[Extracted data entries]

Begin

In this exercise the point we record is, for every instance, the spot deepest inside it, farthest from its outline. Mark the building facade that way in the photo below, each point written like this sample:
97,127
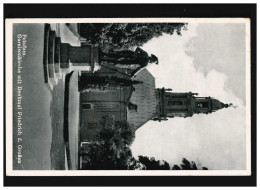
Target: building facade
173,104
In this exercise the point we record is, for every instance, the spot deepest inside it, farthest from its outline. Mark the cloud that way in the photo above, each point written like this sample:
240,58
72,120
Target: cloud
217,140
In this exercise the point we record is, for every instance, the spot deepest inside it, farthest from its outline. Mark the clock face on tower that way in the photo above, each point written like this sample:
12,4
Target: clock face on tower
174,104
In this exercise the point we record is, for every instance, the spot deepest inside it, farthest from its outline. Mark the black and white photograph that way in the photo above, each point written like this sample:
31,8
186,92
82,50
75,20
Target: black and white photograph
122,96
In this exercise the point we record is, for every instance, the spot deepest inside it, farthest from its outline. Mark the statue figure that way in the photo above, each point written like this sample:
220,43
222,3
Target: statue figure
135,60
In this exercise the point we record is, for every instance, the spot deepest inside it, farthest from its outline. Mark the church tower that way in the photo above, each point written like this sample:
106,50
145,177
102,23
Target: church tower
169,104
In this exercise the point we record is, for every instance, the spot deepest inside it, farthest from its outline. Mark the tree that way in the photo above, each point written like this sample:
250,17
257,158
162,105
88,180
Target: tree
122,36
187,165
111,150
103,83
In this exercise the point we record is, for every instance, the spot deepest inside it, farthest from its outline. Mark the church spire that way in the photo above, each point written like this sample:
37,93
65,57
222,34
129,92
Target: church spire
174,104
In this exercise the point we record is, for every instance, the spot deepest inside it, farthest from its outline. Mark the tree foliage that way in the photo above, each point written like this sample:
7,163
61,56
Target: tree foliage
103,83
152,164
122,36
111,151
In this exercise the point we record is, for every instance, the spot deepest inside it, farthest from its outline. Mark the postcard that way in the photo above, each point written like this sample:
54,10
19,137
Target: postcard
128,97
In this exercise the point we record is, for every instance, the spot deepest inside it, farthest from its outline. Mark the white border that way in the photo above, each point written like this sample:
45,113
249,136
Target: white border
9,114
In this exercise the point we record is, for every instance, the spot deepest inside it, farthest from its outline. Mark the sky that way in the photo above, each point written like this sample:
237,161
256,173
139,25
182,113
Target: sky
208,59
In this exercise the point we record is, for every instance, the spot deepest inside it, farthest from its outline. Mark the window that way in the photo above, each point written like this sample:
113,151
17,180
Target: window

End
Begin

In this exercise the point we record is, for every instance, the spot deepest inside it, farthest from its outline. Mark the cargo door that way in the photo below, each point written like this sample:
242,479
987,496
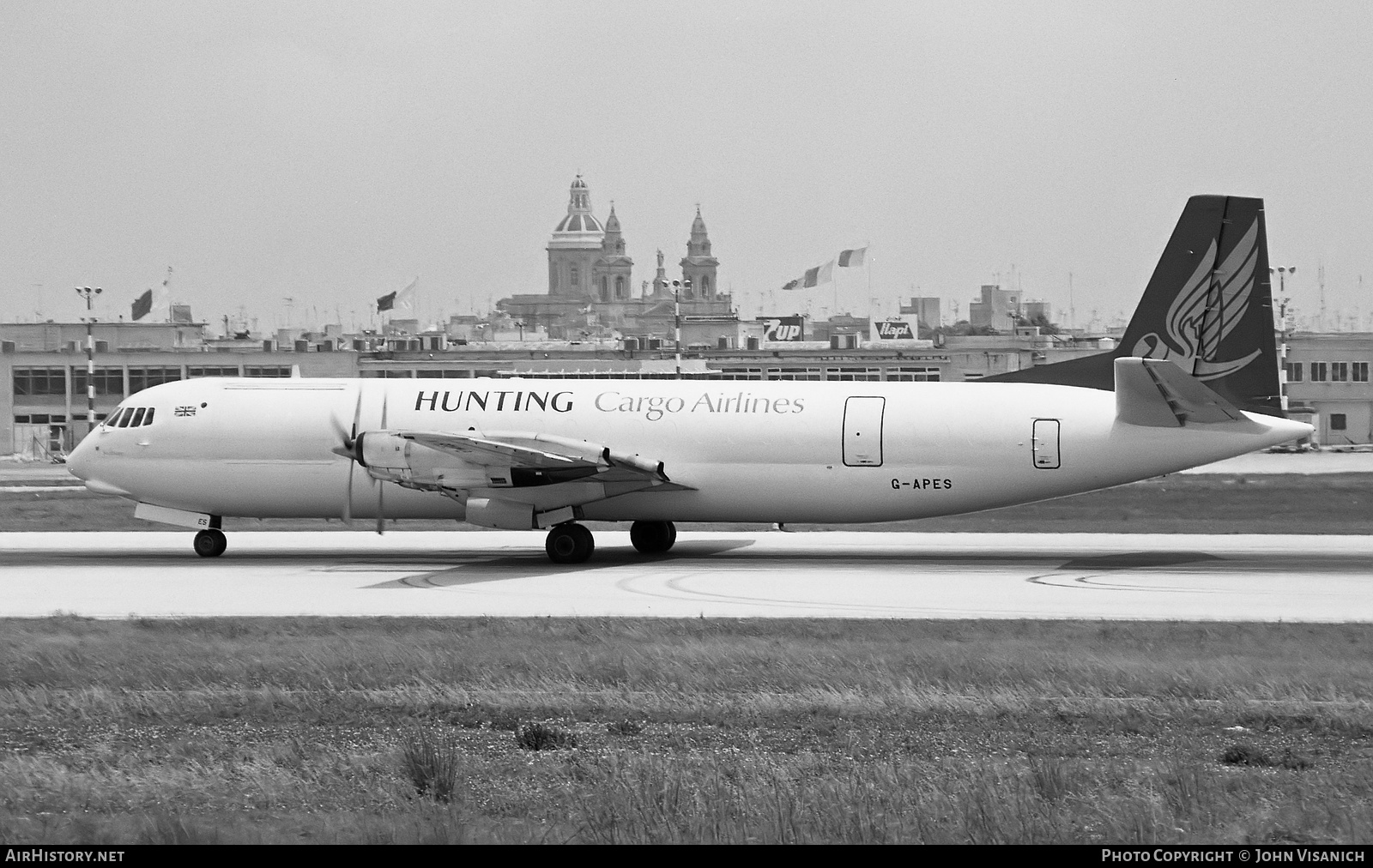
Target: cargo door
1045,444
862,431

End

▶ **What is asked**:
Copy the stretch of lines from the one containing "Mark the window" through the one containing "Target: window", including both.

▶ **Solution to the problem**:
In this exercise the point we record is, for every instance, the spot deepest inside it, farthest from its outline. Mark the window that way in the photo above, each point written like this sample:
113,151
17,180
Target: window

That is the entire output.